» YOUR INSTRUCTIONS: In the listing that follows, the lines starting at the one containing "Task: Find orange autumn" and ending at the one containing "Task: Find mountain slope" are to be returned exactly, both boundary lines included, and no others.

» GIVEN INFORMATION:
----

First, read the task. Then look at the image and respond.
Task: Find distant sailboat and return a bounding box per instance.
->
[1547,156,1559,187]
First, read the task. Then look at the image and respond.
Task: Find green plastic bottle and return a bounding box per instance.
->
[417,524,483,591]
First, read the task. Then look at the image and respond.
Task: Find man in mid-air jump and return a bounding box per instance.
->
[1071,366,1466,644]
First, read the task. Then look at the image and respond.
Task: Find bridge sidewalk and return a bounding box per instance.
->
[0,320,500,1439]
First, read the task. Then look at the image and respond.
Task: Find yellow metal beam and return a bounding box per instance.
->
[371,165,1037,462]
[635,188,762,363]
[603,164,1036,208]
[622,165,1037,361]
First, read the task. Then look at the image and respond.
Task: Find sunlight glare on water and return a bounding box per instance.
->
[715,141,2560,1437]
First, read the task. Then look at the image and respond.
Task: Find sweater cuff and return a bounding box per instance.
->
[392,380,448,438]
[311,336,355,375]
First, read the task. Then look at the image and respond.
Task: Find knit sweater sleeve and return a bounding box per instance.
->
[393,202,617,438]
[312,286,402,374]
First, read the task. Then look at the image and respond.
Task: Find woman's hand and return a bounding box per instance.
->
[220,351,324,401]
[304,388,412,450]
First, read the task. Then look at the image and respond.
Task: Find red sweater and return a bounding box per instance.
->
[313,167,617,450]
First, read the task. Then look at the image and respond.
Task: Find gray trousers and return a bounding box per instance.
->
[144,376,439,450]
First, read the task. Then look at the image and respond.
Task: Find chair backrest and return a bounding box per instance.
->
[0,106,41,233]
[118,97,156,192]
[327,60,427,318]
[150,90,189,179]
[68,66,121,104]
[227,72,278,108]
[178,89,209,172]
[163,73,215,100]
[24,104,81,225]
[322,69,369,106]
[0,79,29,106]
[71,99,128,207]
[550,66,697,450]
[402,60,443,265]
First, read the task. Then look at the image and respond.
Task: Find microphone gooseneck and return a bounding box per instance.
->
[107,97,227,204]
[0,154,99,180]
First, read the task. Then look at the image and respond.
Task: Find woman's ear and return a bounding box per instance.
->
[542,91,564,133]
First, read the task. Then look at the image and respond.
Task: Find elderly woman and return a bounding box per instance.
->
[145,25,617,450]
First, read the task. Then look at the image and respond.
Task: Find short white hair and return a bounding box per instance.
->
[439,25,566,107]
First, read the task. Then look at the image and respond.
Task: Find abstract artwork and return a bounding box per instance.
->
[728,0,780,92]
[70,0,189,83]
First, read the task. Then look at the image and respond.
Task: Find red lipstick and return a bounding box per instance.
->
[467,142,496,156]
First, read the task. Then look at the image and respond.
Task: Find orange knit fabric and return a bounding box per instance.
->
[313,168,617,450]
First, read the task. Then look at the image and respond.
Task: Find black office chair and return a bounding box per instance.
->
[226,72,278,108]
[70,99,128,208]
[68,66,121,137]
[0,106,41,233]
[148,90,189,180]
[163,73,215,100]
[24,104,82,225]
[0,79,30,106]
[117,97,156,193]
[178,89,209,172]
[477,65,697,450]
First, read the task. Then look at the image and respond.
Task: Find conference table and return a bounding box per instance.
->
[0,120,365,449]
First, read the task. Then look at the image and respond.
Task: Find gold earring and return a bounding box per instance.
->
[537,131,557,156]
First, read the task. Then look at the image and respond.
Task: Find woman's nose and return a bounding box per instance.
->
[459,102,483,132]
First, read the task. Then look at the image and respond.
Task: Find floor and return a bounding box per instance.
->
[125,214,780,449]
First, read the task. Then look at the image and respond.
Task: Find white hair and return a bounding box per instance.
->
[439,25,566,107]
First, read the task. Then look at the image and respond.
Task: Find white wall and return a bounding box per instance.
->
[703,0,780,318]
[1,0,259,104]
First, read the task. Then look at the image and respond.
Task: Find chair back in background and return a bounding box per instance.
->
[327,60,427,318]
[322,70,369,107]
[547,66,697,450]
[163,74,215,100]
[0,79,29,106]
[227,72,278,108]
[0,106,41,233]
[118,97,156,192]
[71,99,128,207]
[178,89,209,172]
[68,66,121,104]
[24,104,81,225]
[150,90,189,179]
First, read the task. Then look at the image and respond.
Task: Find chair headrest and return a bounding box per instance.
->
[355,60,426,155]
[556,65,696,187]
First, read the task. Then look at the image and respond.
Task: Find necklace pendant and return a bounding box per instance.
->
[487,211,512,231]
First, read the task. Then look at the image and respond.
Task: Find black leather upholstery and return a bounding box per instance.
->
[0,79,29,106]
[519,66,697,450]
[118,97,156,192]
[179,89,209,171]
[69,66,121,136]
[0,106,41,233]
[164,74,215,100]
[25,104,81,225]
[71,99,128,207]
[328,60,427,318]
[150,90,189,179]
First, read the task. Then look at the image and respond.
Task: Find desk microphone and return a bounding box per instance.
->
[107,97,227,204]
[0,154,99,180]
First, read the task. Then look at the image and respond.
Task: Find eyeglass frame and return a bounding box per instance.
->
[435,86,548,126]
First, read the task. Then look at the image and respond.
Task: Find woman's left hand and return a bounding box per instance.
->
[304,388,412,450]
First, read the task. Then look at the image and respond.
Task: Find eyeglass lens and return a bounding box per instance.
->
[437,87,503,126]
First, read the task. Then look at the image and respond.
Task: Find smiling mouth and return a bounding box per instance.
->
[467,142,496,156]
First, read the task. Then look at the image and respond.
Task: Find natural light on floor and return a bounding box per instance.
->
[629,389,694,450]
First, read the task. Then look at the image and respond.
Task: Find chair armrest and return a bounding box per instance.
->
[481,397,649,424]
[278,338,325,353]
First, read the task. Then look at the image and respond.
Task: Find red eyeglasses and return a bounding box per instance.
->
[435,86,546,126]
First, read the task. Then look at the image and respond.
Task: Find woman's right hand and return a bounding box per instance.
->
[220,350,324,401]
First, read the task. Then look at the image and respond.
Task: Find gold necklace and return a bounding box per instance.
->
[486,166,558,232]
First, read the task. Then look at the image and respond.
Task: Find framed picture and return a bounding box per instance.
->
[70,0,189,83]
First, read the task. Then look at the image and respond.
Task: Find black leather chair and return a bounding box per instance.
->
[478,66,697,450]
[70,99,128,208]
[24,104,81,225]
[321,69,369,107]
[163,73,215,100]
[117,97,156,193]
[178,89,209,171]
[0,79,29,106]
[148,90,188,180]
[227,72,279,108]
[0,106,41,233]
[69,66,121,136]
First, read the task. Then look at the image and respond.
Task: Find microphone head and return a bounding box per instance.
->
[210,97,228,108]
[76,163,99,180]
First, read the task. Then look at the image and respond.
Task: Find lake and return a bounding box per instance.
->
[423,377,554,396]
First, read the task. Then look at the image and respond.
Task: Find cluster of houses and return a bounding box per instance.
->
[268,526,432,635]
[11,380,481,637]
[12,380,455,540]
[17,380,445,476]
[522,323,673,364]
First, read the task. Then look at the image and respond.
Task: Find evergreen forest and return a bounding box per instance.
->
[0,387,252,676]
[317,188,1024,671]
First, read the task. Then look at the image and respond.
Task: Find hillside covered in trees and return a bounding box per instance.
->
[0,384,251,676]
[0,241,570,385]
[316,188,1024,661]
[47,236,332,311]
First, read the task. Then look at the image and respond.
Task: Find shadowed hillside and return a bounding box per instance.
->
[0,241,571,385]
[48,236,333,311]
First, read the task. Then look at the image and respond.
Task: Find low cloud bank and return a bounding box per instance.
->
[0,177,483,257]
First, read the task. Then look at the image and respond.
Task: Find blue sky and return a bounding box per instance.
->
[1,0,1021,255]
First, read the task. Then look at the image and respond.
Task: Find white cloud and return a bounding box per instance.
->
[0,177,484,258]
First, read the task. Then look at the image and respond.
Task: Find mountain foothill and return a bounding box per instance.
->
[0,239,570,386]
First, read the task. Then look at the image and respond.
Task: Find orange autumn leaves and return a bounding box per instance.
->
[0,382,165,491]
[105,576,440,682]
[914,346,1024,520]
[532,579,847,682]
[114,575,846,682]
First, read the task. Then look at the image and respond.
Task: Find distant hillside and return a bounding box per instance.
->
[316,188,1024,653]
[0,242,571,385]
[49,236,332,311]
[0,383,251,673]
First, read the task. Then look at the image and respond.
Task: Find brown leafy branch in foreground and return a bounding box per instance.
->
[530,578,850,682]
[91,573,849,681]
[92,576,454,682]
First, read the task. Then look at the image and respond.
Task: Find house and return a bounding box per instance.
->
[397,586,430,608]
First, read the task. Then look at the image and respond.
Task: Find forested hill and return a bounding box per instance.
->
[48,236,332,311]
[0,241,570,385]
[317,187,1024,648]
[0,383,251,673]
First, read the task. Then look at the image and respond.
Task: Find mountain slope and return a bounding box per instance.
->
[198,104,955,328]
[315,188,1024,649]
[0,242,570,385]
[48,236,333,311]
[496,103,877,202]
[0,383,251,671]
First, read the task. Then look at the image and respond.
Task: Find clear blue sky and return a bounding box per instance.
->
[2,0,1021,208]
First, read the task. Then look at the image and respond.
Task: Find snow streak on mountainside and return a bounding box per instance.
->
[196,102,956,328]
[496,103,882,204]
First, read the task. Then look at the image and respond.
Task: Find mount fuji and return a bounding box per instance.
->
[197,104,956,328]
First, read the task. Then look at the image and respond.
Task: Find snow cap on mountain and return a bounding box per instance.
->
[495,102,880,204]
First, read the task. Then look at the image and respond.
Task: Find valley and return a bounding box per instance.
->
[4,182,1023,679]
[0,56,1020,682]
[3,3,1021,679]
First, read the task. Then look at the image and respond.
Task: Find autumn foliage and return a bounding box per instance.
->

----

» OUTPUT FOR THIS EXERCISE:
Task: Find orange autumn leaves and return a bounding box per instance.
->
[0,382,165,491]
[105,576,440,682]
[914,346,1024,520]
[532,579,847,682]
[114,575,846,682]
First, read the task. Then look at the image and respond.
Task: Find distant hillside and return a bounding box per instance.
->
[316,188,1024,653]
[0,242,571,385]
[49,236,332,311]
[0,383,251,673]
First, read the task. Then look at the image and respond.
Task: Find brown leafy branch in foreground and return a bounding box per instance.
->
[530,578,850,682]
[91,573,849,681]
[92,576,454,682]
First, read the task. Then look at the image and respond.
Task: Find house and return a bounding box per instance.
->
[397,586,430,608]
First, read the task. Then look at the image and respond.
Task: Find forested hill and return a bounding box per instance.
->
[48,236,332,311]
[0,241,570,385]
[317,187,1024,648]
[0,383,251,673]
First, read the task. Then look at the image and respond.
Task: Find mountain slope and return a bounding box per instance.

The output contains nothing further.